▶ _What is required_
From the entries below, pull out every line that contains the word "wheel" and copy each one in full.

* * * *

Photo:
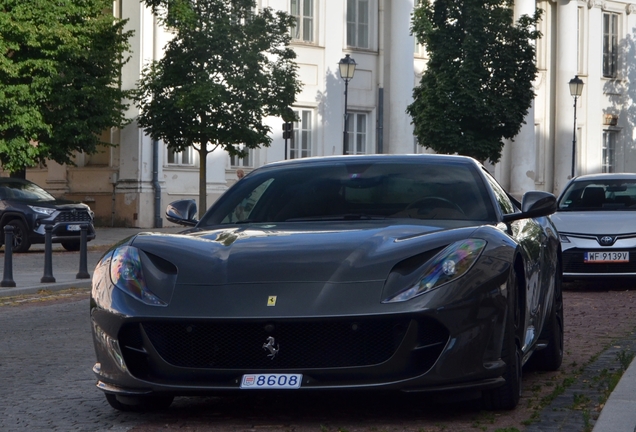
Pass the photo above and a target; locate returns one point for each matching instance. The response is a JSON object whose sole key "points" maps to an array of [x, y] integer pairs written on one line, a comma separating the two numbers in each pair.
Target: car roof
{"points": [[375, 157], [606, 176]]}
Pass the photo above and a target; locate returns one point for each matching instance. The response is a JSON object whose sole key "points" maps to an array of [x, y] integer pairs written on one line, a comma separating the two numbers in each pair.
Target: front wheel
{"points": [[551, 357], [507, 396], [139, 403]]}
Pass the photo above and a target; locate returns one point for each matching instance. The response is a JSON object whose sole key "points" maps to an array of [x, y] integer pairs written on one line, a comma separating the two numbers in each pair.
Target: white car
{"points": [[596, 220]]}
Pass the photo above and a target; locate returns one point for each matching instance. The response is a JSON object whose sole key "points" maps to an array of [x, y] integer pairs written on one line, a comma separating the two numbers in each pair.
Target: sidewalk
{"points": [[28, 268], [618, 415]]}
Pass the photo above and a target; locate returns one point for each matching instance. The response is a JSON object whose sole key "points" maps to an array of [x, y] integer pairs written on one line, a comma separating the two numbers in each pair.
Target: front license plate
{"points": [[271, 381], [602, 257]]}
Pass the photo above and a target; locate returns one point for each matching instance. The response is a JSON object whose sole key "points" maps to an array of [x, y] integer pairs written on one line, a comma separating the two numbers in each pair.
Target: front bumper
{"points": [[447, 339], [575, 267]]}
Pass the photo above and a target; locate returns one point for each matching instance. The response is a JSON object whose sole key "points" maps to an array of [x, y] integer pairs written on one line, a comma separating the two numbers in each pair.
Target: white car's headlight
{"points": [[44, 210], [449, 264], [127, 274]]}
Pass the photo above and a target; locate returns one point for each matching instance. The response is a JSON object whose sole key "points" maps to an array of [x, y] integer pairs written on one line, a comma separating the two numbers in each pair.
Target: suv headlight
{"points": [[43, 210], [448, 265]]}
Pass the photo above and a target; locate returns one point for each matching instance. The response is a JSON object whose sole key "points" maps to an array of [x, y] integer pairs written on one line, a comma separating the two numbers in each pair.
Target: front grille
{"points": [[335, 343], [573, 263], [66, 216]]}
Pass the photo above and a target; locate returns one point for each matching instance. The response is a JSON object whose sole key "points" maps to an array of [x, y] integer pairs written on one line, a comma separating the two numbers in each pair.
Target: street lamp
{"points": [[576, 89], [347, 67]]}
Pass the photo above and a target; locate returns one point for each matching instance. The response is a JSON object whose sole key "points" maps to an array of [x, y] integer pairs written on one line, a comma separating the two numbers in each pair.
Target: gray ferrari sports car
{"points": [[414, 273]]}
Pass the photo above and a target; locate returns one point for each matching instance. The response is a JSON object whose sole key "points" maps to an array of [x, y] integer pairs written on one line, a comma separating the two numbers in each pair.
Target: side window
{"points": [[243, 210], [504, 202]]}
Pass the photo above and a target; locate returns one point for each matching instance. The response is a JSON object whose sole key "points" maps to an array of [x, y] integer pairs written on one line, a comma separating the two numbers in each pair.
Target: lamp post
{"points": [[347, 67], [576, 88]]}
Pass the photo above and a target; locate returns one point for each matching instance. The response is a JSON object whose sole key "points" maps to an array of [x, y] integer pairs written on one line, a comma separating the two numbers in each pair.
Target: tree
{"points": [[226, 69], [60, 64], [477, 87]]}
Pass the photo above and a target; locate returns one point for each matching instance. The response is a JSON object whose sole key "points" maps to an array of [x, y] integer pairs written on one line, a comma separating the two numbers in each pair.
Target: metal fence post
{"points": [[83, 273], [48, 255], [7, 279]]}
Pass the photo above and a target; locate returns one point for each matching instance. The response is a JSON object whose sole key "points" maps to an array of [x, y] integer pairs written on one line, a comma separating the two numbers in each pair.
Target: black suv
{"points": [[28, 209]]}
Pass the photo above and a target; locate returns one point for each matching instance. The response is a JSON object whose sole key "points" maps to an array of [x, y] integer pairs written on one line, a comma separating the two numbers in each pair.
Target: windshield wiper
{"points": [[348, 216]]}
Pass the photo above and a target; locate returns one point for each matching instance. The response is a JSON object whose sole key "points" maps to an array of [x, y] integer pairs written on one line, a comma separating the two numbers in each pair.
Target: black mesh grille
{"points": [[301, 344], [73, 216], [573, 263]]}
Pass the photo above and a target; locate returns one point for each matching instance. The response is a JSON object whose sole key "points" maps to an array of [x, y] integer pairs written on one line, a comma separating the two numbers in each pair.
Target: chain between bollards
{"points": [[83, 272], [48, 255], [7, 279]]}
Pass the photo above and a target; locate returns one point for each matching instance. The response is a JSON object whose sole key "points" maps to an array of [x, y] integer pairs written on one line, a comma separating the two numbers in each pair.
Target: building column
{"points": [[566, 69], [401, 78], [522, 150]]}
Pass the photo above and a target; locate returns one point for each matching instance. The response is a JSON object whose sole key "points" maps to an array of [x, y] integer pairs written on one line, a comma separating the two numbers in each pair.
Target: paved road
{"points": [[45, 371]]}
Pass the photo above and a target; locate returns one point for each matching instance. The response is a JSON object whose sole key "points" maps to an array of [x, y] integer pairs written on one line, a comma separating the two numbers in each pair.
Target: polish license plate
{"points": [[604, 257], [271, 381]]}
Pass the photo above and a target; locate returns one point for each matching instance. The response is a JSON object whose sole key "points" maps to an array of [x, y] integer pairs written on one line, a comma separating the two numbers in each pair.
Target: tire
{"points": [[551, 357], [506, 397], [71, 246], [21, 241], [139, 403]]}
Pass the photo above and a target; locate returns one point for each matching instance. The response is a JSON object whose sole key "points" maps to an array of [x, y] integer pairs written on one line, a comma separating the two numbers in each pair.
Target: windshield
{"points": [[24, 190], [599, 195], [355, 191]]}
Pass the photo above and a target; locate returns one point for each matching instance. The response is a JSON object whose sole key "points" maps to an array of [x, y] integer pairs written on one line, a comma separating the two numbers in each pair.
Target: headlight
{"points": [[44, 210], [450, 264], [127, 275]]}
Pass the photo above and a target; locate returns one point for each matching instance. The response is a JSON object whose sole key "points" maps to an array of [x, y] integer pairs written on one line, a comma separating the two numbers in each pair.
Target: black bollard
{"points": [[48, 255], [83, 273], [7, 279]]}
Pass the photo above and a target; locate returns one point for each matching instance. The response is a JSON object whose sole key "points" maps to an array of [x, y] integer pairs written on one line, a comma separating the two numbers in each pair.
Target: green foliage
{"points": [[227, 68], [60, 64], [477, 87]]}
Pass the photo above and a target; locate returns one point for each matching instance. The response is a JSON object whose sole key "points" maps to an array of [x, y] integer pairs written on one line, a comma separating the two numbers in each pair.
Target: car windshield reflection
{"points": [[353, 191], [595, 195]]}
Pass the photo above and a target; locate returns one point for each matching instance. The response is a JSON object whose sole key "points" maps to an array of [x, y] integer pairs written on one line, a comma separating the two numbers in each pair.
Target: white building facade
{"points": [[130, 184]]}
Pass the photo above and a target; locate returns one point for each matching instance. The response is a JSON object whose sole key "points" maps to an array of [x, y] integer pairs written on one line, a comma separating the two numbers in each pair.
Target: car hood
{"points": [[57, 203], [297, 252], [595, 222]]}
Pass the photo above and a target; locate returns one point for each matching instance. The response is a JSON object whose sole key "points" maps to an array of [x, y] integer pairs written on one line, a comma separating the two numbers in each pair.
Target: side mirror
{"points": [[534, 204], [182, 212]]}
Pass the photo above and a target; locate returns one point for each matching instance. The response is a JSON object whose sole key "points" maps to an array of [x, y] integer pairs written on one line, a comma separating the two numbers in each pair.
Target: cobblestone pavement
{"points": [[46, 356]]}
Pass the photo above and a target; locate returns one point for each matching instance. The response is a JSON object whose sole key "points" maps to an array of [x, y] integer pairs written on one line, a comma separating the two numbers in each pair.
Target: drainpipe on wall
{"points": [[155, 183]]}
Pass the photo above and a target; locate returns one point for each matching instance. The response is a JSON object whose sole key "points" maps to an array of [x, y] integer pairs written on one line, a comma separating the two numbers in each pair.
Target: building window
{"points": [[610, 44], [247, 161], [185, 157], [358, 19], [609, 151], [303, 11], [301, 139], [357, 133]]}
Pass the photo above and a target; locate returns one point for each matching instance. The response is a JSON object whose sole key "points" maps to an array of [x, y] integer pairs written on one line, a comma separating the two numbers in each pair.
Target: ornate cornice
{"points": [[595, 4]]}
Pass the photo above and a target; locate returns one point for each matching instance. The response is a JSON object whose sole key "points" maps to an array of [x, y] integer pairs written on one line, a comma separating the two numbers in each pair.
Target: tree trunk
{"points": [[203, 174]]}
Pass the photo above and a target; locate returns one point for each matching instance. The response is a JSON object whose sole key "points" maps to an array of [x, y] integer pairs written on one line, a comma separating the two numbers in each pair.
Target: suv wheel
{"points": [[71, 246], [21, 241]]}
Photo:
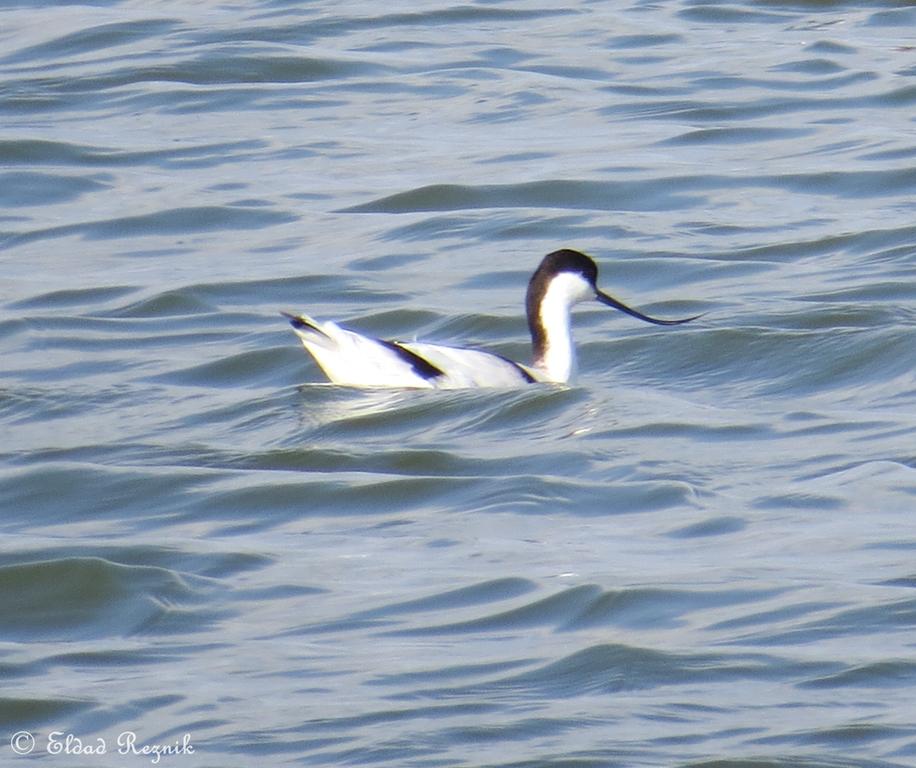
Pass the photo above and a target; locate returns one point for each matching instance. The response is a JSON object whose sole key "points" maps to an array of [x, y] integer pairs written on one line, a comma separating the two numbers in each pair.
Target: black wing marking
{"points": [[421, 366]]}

* * * *

▶ _Correct result_
Target: front wheel
Target: suv wheel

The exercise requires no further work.